§ **Input**:
— Begin —

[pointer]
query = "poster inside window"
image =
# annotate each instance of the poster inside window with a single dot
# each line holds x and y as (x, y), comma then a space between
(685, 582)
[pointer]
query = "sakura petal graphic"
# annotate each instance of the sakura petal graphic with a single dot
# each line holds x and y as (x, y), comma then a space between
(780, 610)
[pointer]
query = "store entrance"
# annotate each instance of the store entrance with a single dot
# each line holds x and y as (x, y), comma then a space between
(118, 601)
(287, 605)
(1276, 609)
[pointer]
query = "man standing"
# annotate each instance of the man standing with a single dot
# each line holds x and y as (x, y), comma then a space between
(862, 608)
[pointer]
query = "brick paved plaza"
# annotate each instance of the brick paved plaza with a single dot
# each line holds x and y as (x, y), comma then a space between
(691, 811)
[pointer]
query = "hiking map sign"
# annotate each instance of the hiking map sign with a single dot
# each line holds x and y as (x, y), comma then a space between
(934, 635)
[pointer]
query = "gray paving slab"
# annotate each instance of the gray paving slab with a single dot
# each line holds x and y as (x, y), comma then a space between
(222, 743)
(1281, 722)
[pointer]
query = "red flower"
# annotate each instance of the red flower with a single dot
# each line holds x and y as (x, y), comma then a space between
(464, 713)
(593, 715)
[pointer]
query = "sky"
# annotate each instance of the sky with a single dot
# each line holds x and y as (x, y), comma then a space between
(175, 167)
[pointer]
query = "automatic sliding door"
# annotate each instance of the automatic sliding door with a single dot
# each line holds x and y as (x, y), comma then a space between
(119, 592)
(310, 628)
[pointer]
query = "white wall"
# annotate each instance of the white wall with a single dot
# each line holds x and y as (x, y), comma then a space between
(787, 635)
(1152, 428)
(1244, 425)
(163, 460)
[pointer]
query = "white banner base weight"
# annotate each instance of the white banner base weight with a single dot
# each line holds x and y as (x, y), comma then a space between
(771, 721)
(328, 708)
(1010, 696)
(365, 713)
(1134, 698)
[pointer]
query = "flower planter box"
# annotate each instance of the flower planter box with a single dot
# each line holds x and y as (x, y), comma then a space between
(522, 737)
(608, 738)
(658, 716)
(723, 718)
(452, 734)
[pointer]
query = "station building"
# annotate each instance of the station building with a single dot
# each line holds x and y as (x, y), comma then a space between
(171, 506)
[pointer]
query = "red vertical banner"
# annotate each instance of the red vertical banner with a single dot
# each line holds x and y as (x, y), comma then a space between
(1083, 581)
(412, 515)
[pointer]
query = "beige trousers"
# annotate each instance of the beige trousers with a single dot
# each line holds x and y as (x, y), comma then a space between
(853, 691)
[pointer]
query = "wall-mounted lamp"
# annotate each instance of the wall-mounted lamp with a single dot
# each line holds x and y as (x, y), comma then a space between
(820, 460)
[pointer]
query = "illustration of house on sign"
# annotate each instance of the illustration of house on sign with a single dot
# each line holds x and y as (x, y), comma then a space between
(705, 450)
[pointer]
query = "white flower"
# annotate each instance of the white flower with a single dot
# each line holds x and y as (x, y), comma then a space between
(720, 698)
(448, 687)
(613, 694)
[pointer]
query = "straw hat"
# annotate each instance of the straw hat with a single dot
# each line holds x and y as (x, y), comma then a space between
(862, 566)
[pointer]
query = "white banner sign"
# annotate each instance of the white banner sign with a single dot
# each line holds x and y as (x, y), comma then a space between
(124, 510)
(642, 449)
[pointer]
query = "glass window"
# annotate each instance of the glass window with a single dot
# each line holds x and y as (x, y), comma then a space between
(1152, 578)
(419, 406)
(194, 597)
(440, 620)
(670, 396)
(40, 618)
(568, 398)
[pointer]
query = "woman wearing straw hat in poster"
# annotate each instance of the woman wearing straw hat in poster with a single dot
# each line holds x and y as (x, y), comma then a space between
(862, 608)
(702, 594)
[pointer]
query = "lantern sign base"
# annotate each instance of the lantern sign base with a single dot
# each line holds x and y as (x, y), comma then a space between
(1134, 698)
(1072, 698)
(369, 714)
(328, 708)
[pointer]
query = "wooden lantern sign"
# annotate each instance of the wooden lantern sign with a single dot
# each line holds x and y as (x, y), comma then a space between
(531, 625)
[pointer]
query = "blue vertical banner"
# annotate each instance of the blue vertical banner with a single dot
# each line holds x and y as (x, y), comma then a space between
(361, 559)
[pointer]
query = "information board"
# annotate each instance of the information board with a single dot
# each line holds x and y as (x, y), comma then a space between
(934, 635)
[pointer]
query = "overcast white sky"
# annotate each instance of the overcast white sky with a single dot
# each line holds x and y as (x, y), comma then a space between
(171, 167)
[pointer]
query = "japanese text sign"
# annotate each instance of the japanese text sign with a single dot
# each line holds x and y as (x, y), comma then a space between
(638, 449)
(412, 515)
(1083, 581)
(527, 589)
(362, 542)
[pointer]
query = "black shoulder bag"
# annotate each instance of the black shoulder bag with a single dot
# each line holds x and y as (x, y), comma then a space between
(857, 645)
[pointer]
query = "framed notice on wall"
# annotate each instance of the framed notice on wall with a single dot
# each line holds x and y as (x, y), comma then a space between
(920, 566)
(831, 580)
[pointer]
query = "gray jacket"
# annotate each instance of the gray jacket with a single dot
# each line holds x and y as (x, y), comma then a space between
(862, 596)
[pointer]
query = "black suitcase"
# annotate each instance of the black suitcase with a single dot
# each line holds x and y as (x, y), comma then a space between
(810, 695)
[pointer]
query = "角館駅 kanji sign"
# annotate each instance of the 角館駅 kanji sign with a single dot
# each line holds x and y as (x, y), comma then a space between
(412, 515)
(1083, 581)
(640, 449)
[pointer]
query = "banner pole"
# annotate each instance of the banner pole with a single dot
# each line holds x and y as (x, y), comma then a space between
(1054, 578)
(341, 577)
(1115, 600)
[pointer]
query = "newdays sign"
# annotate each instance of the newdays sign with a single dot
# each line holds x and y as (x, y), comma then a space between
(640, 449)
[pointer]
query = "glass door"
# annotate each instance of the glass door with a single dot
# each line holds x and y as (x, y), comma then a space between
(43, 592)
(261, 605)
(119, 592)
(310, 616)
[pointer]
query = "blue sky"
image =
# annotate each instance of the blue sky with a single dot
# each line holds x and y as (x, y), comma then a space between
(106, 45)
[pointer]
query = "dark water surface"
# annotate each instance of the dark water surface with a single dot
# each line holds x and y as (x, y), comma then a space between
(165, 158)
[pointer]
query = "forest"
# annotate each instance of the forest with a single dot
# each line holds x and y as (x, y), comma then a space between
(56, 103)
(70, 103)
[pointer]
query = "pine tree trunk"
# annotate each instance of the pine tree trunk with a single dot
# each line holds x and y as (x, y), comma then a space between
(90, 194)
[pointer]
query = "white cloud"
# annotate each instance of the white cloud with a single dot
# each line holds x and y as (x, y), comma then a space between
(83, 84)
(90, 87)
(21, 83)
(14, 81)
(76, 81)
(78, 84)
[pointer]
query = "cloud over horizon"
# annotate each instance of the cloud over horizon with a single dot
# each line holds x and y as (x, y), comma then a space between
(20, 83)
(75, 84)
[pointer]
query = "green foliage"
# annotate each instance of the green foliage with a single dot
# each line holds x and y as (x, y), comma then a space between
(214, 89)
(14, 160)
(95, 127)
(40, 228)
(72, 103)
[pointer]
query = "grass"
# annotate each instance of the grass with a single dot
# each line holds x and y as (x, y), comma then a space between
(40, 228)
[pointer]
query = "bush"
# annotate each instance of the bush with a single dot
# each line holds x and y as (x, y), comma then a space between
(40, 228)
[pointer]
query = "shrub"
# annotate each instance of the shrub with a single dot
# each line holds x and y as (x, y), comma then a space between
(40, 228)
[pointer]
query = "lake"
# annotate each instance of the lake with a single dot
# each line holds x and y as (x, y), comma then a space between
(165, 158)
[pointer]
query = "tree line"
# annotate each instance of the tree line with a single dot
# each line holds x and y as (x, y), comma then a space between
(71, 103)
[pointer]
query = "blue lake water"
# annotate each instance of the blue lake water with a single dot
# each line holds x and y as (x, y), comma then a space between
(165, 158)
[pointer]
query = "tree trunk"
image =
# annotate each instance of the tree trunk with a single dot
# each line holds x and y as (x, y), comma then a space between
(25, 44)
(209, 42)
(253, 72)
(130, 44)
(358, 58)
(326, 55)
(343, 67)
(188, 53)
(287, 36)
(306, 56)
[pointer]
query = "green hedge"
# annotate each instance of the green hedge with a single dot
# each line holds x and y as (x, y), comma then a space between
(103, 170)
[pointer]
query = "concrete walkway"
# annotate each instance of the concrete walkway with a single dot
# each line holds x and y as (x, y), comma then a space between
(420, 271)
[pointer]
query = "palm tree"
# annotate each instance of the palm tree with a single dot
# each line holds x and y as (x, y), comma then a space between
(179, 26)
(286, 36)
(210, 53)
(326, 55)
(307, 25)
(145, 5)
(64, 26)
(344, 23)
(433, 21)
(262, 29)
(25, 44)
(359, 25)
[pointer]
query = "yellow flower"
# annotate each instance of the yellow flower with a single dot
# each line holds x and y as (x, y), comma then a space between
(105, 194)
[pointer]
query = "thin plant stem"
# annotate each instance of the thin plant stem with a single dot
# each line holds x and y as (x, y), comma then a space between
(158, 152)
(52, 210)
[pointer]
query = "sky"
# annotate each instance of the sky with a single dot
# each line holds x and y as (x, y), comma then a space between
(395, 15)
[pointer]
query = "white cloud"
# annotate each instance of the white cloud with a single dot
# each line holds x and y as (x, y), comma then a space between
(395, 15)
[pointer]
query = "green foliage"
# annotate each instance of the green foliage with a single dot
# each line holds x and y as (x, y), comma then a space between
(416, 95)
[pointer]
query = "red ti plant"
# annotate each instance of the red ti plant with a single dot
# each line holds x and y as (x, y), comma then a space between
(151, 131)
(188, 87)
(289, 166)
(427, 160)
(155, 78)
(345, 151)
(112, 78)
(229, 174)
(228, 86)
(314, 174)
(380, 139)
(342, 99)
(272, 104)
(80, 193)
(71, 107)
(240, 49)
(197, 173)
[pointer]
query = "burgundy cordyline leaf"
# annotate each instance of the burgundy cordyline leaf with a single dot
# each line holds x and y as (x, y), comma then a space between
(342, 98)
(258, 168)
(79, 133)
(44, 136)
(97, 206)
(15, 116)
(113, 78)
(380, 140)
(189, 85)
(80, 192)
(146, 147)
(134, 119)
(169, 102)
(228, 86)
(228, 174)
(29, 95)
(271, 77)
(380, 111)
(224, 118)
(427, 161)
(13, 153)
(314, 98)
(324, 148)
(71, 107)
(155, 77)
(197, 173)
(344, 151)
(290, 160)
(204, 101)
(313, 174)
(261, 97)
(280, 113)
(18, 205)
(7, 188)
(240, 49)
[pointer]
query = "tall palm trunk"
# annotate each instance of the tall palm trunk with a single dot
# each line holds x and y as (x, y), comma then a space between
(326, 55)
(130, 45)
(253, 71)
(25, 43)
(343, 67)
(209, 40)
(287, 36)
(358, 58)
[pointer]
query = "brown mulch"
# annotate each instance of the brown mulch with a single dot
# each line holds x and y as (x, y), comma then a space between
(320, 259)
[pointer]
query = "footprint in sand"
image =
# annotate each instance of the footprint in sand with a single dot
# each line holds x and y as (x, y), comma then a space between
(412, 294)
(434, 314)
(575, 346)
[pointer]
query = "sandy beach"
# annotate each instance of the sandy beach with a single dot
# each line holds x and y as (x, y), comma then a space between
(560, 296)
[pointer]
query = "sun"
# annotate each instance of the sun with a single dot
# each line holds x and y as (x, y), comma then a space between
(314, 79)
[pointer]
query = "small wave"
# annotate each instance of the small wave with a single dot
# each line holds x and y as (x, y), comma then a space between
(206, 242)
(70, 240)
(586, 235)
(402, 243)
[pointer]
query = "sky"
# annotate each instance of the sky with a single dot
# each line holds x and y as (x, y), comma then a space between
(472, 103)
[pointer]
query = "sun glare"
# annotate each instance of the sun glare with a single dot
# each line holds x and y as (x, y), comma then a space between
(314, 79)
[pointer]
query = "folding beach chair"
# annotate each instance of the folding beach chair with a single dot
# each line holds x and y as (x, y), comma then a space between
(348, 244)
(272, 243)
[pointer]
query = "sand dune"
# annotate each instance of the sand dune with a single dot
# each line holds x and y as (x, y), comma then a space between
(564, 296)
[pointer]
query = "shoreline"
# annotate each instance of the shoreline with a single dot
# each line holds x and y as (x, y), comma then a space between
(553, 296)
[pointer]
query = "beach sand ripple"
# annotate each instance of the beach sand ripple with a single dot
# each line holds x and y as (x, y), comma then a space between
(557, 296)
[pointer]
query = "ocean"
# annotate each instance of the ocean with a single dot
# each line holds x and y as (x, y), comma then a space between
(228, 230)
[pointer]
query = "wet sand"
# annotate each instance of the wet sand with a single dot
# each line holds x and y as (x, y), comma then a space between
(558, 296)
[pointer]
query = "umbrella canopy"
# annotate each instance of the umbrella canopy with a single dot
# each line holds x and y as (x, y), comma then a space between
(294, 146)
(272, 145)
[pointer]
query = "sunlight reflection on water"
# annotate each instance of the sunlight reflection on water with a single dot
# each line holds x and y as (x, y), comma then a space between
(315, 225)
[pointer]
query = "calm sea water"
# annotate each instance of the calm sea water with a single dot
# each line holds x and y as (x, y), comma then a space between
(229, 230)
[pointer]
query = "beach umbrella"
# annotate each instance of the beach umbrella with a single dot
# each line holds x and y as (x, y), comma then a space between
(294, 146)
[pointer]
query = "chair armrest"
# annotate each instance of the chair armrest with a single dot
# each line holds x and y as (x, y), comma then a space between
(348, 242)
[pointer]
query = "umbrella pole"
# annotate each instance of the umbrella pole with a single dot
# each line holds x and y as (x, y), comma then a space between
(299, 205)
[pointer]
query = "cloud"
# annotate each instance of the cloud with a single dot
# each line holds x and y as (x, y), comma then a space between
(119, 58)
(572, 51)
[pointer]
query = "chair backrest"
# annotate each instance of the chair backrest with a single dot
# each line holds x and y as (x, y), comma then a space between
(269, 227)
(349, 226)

— End —

§ **What you have to do**:
Gather every line of the records that contains the word "shrub" and copy each one as it appears.

§ **Worked solution**:
query = "shrub"
# annotate each instance of the shrub with a single dot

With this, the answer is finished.